## TASK
Starting at the line that contains "of the arched" and continuing through the end of the listing, write those lines out again, changing "arched window" to "stained glass window" and leaving everything else as it is.

## PROVIDED DATA
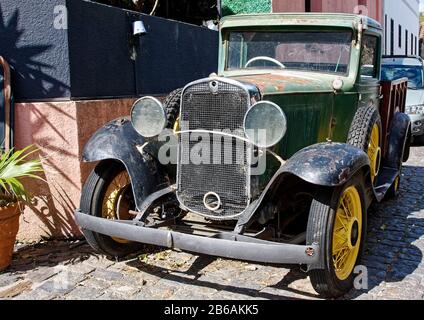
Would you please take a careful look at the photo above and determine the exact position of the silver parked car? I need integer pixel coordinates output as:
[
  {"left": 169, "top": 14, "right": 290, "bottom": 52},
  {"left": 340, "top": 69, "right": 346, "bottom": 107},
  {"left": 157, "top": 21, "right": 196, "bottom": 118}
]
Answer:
[{"left": 381, "top": 56, "right": 424, "bottom": 144}]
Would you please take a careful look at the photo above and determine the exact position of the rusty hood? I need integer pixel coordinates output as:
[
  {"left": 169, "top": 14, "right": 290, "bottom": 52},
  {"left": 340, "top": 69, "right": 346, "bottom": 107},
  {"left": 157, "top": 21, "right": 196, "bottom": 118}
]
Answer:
[{"left": 229, "top": 72, "right": 337, "bottom": 95}]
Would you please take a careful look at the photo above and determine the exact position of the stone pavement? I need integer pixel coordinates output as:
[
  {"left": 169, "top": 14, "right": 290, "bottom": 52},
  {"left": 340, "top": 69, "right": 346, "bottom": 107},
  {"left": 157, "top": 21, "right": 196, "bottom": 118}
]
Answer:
[{"left": 0, "top": 147, "right": 424, "bottom": 300}]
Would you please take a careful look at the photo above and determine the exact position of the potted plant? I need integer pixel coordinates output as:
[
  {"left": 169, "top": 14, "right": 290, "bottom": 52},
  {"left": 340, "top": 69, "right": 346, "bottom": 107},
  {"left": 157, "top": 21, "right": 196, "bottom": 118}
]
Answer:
[{"left": 0, "top": 146, "right": 42, "bottom": 271}]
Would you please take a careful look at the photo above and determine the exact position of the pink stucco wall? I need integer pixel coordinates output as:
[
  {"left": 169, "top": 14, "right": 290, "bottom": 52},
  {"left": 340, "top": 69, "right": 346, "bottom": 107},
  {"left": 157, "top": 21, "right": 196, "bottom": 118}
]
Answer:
[{"left": 15, "top": 99, "right": 134, "bottom": 242}]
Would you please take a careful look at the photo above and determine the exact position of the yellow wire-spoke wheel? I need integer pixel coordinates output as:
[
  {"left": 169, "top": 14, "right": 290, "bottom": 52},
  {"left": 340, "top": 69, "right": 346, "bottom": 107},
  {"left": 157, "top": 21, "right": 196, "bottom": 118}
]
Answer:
[
  {"left": 332, "top": 186, "right": 362, "bottom": 281},
  {"left": 102, "top": 171, "right": 131, "bottom": 244},
  {"left": 368, "top": 123, "right": 381, "bottom": 183}
]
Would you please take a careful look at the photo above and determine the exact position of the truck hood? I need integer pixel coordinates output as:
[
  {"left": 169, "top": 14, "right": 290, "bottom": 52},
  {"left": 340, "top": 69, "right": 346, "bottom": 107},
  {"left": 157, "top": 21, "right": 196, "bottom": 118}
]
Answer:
[
  {"left": 406, "top": 89, "right": 424, "bottom": 106},
  {"left": 229, "top": 72, "right": 337, "bottom": 95}
]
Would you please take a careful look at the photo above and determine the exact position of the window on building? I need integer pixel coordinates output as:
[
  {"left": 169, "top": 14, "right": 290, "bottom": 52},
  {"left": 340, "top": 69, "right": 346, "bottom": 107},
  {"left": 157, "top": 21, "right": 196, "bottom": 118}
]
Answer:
[
  {"left": 305, "top": 0, "right": 312, "bottom": 12},
  {"left": 384, "top": 14, "right": 387, "bottom": 54},
  {"left": 390, "top": 19, "right": 395, "bottom": 55},
  {"left": 405, "top": 30, "right": 409, "bottom": 56},
  {"left": 361, "top": 35, "right": 378, "bottom": 79},
  {"left": 414, "top": 37, "right": 418, "bottom": 55},
  {"left": 411, "top": 33, "right": 414, "bottom": 56}
]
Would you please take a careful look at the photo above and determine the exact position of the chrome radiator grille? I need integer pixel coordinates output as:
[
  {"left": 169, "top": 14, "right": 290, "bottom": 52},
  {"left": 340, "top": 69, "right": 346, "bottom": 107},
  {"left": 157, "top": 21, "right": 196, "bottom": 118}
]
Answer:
[{"left": 177, "top": 79, "right": 250, "bottom": 219}]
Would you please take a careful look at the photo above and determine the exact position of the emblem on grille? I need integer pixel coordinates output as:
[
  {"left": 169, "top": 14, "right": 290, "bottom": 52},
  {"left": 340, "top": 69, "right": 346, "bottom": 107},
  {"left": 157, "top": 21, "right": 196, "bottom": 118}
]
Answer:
[
  {"left": 209, "top": 80, "right": 219, "bottom": 94},
  {"left": 203, "top": 192, "right": 222, "bottom": 211}
]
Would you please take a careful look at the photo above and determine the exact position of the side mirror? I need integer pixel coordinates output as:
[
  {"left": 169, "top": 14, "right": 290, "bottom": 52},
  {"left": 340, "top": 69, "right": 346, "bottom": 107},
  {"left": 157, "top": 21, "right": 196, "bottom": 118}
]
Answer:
[{"left": 133, "top": 20, "right": 147, "bottom": 36}]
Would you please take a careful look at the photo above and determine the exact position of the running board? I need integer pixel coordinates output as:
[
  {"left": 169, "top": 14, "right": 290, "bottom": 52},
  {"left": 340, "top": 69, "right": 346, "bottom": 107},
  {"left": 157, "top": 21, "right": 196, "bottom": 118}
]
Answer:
[{"left": 374, "top": 167, "right": 399, "bottom": 202}]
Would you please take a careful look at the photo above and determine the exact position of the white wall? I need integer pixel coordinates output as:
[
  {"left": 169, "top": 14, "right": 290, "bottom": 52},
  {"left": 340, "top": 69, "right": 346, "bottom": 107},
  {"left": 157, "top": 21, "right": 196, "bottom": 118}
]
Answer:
[{"left": 383, "top": 0, "right": 420, "bottom": 55}]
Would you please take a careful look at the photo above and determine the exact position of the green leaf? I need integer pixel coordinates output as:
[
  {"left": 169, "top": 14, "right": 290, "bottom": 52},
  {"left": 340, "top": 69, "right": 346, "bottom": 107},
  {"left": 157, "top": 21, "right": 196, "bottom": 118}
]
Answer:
[{"left": 0, "top": 146, "right": 44, "bottom": 201}]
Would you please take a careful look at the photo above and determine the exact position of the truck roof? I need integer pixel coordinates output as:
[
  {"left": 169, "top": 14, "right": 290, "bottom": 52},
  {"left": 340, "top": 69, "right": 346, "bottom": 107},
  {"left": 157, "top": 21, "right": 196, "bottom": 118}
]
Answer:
[
  {"left": 221, "top": 13, "right": 382, "bottom": 30},
  {"left": 382, "top": 56, "right": 424, "bottom": 67}
]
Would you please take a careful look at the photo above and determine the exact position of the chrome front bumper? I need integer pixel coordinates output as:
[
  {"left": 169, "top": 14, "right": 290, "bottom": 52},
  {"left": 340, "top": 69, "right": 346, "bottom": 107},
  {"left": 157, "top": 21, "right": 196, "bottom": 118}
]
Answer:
[{"left": 75, "top": 210, "right": 319, "bottom": 265}]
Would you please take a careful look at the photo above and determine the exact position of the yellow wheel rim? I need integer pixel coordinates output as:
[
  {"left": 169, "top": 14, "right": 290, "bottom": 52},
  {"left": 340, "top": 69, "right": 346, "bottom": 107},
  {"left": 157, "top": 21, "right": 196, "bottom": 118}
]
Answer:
[
  {"left": 102, "top": 171, "right": 131, "bottom": 244},
  {"left": 368, "top": 124, "right": 381, "bottom": 183},
  {"left": 332, "top": 187, "right": 362, "bottom": 280}
]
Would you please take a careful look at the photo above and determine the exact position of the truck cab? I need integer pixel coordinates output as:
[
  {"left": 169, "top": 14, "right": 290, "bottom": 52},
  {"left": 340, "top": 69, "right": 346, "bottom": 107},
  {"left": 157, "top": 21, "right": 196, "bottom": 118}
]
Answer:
[{"left": 76, "top": 14, "right": 411, "bottom": 297}]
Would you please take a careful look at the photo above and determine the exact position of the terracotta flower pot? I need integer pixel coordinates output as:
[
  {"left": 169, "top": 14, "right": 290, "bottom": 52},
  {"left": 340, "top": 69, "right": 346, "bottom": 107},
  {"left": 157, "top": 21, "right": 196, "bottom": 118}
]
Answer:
[{"left": 0, "top": 204, "right": 20, "bottom": 271}]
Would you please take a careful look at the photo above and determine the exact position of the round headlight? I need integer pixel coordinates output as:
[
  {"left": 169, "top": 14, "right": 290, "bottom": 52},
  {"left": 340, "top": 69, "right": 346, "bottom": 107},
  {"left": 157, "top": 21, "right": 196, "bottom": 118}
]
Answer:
[
  {"left": 244, "top": 101, "right": 287, "bottom": 148},
  {"left": 131, "top": 97, "right": 167, "bottom": 138}
]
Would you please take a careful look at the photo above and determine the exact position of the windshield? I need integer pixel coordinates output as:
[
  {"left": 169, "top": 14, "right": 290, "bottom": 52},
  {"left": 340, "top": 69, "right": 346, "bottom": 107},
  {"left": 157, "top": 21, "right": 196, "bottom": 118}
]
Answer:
[
  {"left": 381, "top": 65, "right": 423, "bottom": 89},
  {"left": 226, "top": 32, "right": 352, "bottom": 74}
]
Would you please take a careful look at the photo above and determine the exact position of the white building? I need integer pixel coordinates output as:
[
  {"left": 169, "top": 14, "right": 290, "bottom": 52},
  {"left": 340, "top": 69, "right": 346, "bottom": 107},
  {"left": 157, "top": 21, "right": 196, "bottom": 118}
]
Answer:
[{"left": 383, "top": 0, "right": 420, "bottom": 56}]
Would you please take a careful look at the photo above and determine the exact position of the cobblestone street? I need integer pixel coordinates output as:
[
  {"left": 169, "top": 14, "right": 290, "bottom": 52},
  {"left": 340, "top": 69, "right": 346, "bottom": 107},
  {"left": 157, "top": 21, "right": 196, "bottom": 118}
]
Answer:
[{"left": 0, "top": 147, "right": 424, "bottom": 300}]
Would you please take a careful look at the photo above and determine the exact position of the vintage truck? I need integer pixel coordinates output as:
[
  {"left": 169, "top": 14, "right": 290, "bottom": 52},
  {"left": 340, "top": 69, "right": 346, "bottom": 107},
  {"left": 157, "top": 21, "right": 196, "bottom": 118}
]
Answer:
[{"left": 76, "top": 14, "right": 411, "bottom": 297}]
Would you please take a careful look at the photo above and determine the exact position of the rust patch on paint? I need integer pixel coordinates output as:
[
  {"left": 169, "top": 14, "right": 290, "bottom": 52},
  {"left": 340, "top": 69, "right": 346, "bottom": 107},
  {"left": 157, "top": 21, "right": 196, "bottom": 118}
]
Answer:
[{"left": 232, "top": 74, "right": 315, "bottom": 94}]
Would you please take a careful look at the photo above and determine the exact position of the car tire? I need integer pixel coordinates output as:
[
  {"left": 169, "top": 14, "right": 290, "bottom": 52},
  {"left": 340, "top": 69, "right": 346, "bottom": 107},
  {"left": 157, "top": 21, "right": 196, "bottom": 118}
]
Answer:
[
  {"left": 306, "top": 177, "right": 367, "bottom": 298},
  {"left": 80, "top": 161, "right": 142, "bottom": 258},
  {"left": 164, "top": 88, "right": 183, "bottom": 129},
  {"left": 347, "top": 106, "right": 382, "bottom": 183}
]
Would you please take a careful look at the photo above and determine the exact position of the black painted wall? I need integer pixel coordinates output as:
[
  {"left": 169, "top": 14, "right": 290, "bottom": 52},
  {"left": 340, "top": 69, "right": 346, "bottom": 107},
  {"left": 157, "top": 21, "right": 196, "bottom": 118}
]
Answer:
[
  {"left": 0, "top": 0, "right": 218, "bottom": 101},
  {"left": 0, "top": 0, "right": 71, "bottom": 100}
]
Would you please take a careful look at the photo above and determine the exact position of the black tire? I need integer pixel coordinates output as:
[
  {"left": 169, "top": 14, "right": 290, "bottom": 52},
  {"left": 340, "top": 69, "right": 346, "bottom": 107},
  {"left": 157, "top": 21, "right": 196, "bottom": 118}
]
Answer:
[
  {"left": 164, "top": 88, "right": 183, "bottom": 129},
  {"left": 306, "top": 177, "right": 367, "bottom": 298},
  {"left": 347, "top": 106, "right": 382, "bottom": 183},
  {"left": 80, "top": 161, "right": 142, "bottom": 258},
  {"left": 347, "top": 106, "right": 382, "bottom": 153}
]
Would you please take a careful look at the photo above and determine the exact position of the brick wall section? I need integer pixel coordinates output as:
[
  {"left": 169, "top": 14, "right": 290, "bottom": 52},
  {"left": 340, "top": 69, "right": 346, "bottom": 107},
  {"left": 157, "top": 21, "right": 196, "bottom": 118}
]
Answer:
[{"left": 15, "top": 99, "right": 134, "bottom": 242}]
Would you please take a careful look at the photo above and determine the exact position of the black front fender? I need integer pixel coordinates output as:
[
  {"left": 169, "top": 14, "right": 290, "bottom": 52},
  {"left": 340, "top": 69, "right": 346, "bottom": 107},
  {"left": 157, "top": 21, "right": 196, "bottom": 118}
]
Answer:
[
  {"left": 82, "top": 117, "right": 164, "bottom": 209},
  {"left": 277, "top": 143, "right": 369, "bottom": 187}
]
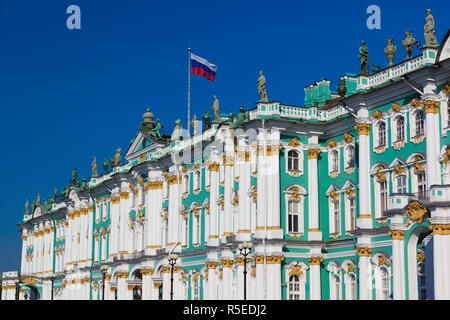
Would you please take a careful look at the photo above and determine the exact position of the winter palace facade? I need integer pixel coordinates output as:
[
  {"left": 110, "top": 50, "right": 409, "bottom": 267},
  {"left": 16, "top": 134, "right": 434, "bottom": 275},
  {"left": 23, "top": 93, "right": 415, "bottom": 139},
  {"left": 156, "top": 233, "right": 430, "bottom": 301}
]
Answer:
[{"left": 2, "top": 25, "right": 450, "bottom": 300}]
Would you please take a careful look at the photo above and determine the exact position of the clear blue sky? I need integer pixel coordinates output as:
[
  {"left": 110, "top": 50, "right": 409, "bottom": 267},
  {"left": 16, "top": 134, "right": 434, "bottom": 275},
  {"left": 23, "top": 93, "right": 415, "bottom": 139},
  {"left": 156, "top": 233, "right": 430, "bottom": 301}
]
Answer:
[{"left": 0, "top": 0, "right": 450, "bottom": 272}]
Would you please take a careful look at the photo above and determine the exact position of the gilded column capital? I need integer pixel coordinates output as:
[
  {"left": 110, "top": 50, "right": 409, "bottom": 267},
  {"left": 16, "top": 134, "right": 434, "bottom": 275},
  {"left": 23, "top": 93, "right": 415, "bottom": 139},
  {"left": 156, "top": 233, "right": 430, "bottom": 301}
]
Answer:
[
  {"left": 205, "top": 261, "right": 218, "bottom": 269},
  {"left": 308, "top": 148, "right": 321, "bottom": 160},
  {"left": 119, "top": 191, "right": 130, "bottom": 199},
  {"left": 389, "top": 230, "right": 405, "bottom": 240},
  {"left": 266, "top": 254, "right": 284, "bottom": 264},
  {"left": 355, "top": 247, "right": 372, "bottom": 257},
  {"left": 431, "top": 224, "right": 450, "bottom": 235},
  {"left": 208, "top": 162, "right": 220, "bottom": 172},
  {"left": 220, "top": 259, "right": 234, "bottom": 268},
  {"left": 423, "top": 100, "right": 439, "bottom": 114},
  {"left": 354, "top": 122, "right": 370, "bottom": 136},
  {"left": 308, "top": 257, "right": 323, "bottom": 266}
]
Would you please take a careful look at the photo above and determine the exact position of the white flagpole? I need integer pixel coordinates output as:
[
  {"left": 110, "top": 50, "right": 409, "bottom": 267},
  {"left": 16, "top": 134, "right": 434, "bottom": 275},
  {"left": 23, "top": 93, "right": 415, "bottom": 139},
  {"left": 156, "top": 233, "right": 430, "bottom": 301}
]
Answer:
[{"left": 187, "top": 48, "right": 191, "bottom": 136}]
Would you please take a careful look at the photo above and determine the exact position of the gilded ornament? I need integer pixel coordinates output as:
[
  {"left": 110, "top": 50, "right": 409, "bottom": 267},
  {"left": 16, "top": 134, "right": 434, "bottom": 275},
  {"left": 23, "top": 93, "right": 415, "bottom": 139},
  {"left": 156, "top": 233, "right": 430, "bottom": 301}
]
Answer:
[
  {"left": 405, "top": 200, "right": 428, "bottom": 224},
  {"left": 288, "top": 137, "right": 300, "bottom": 148},
  {"left": 327, "top": 139, "right": 337, "bottom": 149},
  {"left": 372, "top": 110, "right": 383, "bottom": 120},
  {"left": 308, "top": 149, "right": 321, "bottom": 160},
  {"left": 423, "top": 100, "right": 439, "bottom": 114},
  {"left": 355, "top": 247, "right": 372, "bottom": 257},
  {"left": 354, "top": 123, "right": 370, "bottom": 136},
  {"left": 391, "top": 102, "right": 402, "bottom": 112}
]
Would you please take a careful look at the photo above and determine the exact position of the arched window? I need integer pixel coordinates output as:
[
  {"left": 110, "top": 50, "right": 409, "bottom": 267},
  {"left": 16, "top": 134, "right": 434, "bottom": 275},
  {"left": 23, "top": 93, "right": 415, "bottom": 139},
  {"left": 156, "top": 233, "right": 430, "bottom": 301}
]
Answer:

## SOLUTION TO THIS TASK
Would you please take a careful look at the photo above and determine the exact position of the stained glass window? I need integer pixel coordinates output as:
[
  {"left": 110, "top": 50, "right": 409, "bottom": 267},
  {"left": 16, "top": 134, "right": 434, "bottom": 275},
  {"left": 23, "top": 93, "right": 415, "bottom": 139},
  {"left": 156, "top": 233, "right": 430, "bottom": 301}
]
Answer:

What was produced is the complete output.